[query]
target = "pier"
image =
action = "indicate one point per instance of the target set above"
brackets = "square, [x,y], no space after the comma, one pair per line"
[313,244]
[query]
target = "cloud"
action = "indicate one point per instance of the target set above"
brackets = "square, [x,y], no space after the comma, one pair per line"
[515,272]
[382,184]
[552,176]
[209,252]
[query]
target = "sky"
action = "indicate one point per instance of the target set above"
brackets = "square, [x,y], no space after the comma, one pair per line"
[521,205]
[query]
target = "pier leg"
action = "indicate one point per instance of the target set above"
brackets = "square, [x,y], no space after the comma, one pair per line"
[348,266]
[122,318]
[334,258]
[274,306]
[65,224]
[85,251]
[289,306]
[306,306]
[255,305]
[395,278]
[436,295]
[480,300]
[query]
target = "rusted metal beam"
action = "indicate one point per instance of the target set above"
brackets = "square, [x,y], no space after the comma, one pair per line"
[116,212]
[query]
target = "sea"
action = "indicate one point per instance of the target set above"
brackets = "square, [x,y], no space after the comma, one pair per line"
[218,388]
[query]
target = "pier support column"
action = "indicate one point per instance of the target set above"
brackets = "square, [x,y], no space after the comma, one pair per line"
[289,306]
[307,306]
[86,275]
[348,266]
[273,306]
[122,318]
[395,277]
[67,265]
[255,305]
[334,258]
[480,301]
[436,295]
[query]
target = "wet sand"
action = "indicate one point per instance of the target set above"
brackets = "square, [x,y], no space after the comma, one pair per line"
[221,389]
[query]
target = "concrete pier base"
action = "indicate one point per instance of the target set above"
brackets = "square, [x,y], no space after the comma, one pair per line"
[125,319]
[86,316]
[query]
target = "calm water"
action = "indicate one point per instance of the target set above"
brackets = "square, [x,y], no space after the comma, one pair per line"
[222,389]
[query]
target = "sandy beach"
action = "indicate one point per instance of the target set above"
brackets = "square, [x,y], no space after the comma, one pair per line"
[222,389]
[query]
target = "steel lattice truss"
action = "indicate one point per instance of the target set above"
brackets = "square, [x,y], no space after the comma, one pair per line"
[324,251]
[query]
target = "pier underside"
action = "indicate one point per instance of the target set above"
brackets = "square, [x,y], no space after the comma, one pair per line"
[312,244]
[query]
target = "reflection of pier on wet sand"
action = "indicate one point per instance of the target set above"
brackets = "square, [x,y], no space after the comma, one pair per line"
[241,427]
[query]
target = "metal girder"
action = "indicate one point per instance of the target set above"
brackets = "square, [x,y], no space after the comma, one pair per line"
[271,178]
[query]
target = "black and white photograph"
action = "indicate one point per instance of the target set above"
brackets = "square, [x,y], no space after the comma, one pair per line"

___

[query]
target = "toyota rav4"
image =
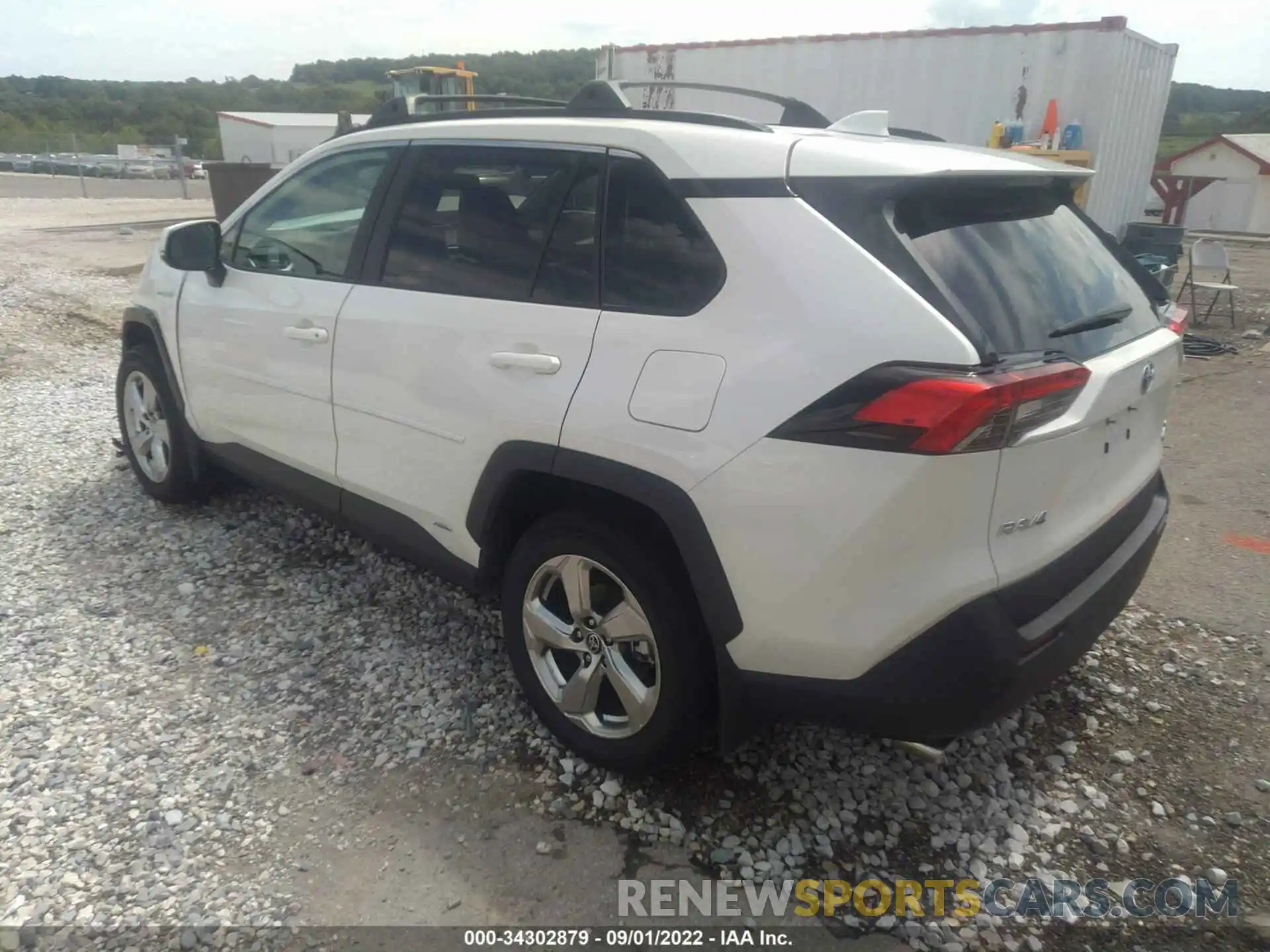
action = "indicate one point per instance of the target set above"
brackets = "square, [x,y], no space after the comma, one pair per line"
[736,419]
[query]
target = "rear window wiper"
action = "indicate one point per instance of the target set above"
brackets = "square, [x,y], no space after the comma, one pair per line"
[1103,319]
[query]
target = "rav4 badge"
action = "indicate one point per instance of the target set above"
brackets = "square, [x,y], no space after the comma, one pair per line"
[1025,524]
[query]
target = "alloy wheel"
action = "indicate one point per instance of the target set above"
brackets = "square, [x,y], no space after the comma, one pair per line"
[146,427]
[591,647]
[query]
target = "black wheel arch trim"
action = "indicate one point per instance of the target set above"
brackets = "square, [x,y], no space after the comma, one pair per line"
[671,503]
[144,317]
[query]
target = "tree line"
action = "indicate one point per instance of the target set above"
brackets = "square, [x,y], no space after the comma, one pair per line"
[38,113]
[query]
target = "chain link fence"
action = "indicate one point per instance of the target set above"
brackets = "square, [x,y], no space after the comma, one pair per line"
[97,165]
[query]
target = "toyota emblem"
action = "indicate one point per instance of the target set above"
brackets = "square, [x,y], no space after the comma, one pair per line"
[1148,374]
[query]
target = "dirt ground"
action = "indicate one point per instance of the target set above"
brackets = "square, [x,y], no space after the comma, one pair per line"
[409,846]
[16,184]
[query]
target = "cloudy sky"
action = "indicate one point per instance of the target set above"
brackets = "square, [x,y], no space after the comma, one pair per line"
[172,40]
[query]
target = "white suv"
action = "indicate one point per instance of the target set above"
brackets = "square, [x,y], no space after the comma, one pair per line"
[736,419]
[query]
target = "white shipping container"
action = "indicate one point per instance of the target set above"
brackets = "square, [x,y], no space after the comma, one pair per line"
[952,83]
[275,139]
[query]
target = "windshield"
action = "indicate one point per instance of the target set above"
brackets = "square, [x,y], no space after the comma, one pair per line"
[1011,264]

___

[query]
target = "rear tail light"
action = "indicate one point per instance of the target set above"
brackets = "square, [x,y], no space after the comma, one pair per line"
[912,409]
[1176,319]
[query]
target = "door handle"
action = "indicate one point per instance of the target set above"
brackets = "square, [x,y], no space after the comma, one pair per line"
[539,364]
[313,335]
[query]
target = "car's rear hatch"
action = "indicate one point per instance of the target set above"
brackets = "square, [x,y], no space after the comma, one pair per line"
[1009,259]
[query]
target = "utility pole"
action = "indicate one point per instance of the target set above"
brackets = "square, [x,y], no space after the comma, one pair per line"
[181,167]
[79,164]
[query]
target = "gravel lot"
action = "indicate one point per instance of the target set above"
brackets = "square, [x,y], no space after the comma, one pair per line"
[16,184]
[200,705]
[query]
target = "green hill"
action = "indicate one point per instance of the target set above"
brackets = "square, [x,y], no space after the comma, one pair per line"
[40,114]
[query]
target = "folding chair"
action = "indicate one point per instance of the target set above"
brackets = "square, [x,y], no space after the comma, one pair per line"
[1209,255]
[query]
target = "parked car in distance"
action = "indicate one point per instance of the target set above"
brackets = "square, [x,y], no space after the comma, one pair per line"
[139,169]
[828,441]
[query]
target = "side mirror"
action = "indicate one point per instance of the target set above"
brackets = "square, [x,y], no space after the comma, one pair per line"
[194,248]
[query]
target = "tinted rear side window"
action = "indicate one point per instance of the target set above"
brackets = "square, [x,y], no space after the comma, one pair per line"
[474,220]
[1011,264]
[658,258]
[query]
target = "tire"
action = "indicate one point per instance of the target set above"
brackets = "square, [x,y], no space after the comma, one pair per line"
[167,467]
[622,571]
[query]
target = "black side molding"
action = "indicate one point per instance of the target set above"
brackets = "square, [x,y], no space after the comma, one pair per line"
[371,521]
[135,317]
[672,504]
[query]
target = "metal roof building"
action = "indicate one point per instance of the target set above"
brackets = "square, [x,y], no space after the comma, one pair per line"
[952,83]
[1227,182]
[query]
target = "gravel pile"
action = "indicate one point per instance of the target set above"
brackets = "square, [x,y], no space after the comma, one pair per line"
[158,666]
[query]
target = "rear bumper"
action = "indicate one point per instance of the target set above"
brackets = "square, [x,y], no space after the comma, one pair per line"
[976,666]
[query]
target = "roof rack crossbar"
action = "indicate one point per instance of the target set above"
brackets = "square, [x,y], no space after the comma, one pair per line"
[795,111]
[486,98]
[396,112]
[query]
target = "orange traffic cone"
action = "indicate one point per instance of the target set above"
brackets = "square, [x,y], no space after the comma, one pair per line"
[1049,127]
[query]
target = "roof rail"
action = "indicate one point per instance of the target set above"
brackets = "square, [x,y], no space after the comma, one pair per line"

___

◆ Goal of the exercise ◆
For each line of the data that includes the word "window", return a copy of it.

◆ Exercise result ◆
target = "rear window wiper"
target = "tinted rear side window"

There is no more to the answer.